Exercício -
Dê continuidade ao trecho sobre a venda do Frisia e do Hollandia à Hapag, começando logo depois da última frase apresentada.

No início de 1922, a empresa holandesa encontrava-se em má situação. Seus navios não se beneficiavam de suficiente volume de carga e número de passageiros para justificar sua utilização na Rota de Ouro e Prata. Foi
assim necessário proceder-se à venda do Frisia e do Hollandia para a companhia alemã Hamburg Amerika Linie (Hapag).
Antes do início do conflito de 1914-1918, a Hapag era proprietária de uma gigantesca frota de 442 navios. A grande maioria foi perdida durante a guerra, seja por apresamento, afundamento ou implosão proposital.
Restrições - A partir de 1918, com o fim das hostilidades, a Hapag procurou reconstruir seus serviços de linha, mas foi impedida por cláusulas restritivas do Tratado de Versalhes, tratado este que havia
ordenado a situação europeia após a rendição alemã.

Conjunto de dados -

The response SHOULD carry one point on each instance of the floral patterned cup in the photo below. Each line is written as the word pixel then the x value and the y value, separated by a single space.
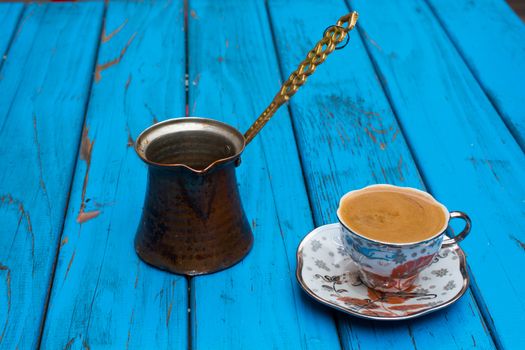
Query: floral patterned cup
pixel 393 267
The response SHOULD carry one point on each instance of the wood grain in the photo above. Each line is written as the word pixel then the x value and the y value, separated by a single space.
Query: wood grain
pixel 9 16
pixel 491 39
pixel 44 85
pixel 348 138
pixel 466 154
pixel 103 295
pixel 257 304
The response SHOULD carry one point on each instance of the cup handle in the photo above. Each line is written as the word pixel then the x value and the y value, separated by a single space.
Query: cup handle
pixel 460 236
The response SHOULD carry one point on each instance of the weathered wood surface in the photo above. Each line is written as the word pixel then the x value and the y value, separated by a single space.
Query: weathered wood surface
pixel 357 142
pixel 398 96
pixel 465 153
pixel 491 39
pixel 9 16
pixel 103 296
pixel 233 74
pixel 43 88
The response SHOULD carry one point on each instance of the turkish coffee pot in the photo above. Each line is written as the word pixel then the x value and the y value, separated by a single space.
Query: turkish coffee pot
pixel 193 221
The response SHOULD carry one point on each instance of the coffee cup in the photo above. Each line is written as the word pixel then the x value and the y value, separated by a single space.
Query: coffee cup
pixel 392 233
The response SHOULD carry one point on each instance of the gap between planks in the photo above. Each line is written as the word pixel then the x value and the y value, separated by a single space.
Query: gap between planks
pixel 58 244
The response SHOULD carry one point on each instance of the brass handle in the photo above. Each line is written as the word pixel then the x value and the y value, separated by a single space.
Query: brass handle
pixel 332 36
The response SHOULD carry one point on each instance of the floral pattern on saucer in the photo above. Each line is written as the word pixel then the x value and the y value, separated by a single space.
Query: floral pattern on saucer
pixel 328 274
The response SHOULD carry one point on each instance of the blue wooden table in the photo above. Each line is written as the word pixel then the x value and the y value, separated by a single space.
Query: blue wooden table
pixel 427 94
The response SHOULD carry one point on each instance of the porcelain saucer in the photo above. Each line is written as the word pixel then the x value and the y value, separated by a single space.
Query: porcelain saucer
pixel 327 273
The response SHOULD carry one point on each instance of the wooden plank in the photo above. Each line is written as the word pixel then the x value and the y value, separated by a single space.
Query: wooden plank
pixel 491 39
pixel 349 138
pixel 466 154
pixel 9 16
pixel 103 295
pixel 45 82
pixel 256 304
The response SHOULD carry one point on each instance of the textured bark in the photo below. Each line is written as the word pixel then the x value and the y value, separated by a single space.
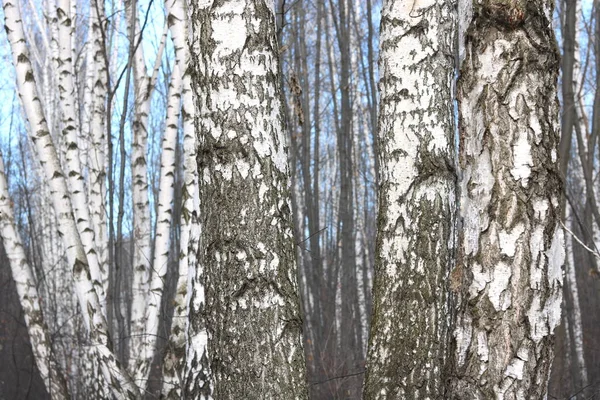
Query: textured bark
pixel 511 251
pixel 142 230
pixel 70 132
pixel 247 258
pixel 174 358
pixel 408 347
pixel 163 229
pixel 98 145
pixel 117 379
pixel 41 343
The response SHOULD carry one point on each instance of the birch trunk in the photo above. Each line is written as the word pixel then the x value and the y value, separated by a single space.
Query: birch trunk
pixel 509 268
pixel 41 343
pixel 163 229
pixel 98 145
pixel 247 258
pixel 70 131
pixel 174 358
pixel 408 347
pixel 142 230
pixel 118 380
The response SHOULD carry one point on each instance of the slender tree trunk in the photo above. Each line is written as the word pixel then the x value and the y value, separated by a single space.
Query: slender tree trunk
pixel 511 252
pixel 71 132
pixel 41 343
pixel 408 347
pixel 251 308
pixel 118 380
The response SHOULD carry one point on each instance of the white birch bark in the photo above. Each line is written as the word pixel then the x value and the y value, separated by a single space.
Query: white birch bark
pixel 511 249
pixel 247 256
pixel 41 343
pixel 174 359
pixel 117 379
pixel 408 348
pixel 142 230
pixel 163 229
pixel 98 144
pixel 70 131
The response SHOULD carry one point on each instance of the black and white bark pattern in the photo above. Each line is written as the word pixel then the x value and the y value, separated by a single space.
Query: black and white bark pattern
pixel 117 379
pixel 511 251
pixel 247 302
pixel 23 275
pixel 414 250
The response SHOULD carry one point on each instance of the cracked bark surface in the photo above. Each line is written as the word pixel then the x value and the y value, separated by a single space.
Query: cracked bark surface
pixel 508 275
pixel 245 321
pixel 417 184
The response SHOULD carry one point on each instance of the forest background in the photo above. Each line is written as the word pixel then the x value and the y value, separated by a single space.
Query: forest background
pixel 328 59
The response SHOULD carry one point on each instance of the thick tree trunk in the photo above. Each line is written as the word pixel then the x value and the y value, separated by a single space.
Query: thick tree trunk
pixel 511 251
pixel 251 309
pixel 408 347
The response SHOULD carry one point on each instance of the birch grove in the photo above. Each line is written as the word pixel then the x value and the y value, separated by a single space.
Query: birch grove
pixel 416 203
pixel 335 199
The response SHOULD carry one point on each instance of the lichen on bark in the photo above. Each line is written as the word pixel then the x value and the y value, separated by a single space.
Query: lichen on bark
pixel 247 301
pixel 508 275
pixel 409 340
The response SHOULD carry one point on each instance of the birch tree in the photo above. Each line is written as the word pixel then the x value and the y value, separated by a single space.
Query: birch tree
pixel 247 301
pixel 174 358
pixel 508 274
pixel 45 359
pixel 408 347
pixel 95 322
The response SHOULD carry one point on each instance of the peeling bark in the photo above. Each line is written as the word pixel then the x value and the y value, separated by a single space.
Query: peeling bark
pixel 408 347
pixel 246 307
pixel 117 379
pixel 174 358
pixel 511 248
pixel 41 343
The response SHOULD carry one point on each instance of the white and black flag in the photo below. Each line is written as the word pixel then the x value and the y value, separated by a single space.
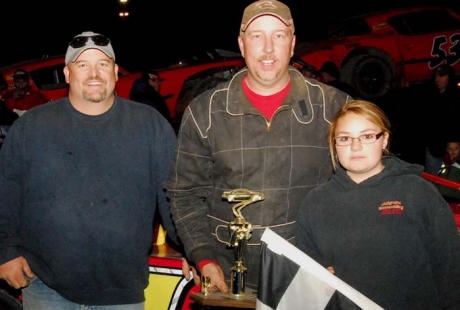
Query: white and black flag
pixel 290 279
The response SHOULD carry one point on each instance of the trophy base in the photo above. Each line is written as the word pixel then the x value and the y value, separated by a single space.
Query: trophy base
pixel 218 299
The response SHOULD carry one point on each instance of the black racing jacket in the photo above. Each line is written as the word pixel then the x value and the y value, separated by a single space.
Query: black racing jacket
pixel 225 143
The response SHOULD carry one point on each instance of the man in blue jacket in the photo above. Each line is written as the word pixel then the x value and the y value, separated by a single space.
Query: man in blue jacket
pixel 80 180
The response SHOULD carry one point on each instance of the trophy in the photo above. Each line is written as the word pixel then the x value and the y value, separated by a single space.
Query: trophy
pixel 240 232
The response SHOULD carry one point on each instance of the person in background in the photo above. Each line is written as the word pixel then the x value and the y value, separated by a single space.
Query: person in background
pixel 83 176
pixel 7 118
pixel 450 170
pixel 309 71
pixel 440 116
pixel 146 89
pixel 264 130
pixel 23 97
pixel 377 224
pixel 329 73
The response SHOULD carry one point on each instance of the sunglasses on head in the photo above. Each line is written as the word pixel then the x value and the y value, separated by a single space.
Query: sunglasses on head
pixel 81 41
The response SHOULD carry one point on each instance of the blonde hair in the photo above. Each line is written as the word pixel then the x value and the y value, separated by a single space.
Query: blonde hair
pixel 366 109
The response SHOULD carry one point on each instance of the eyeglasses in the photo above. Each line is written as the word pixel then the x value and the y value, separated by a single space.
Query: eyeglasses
pixel 81 41
pixel 367 138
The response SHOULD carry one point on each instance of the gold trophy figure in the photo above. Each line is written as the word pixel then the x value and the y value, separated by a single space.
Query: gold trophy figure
pixel 240 232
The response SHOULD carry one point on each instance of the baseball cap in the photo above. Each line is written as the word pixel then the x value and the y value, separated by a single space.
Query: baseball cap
pixel 266 7
pixel 21 74
pixel 87 40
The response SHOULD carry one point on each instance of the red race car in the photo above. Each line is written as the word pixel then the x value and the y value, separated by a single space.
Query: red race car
pixel 383 50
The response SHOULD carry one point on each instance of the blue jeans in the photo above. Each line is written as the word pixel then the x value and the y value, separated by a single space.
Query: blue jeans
pixel 38 296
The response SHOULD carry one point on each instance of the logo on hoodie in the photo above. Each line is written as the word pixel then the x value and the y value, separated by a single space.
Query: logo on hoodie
pixel 391 207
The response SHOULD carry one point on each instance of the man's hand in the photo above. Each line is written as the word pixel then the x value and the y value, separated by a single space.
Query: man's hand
pixel 186 272
pixel 216 275
pixel 16 272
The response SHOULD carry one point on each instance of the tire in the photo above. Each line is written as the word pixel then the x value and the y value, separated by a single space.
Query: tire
pixel 371 75
pixel 8 302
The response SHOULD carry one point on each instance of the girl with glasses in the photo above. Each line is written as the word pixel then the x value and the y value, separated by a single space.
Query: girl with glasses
pixel 377 224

Resposta do exercício -
Foi somente em 1921 que as autoridades aliadas relaxaram a proibição que impedia a Alemanha de reconstruir sua frota mercante e, em consequência disto, a Hapag apressou-se em readquirir alguns de seus antigos
navios, que haviam sido apresados durante o conflito, e a comprar outros, de propriedade de armadores em dificuldades financeiras.
O Frisia foi rebatizado Holsatia, saindo de Amsterdã para Hamburgo, em março de 1922, para ser readaptado às necessidades da Hapag. Foi, em seguida, utilizado no serviço quinzenal entre Alemanha, Cuba
e México, não tendo sofrido nenhuma modificação externa, a não ser a pintura da chaminé, que passou a ser amarelo ouro.
O Holsatia serviu nessa rota por mais seis anos, até o momento em que foi decidida a sua demolição, visto que a Hapag recebia então nova tonelagem, recentemente construída, e podia dispensar os navios
veteranos.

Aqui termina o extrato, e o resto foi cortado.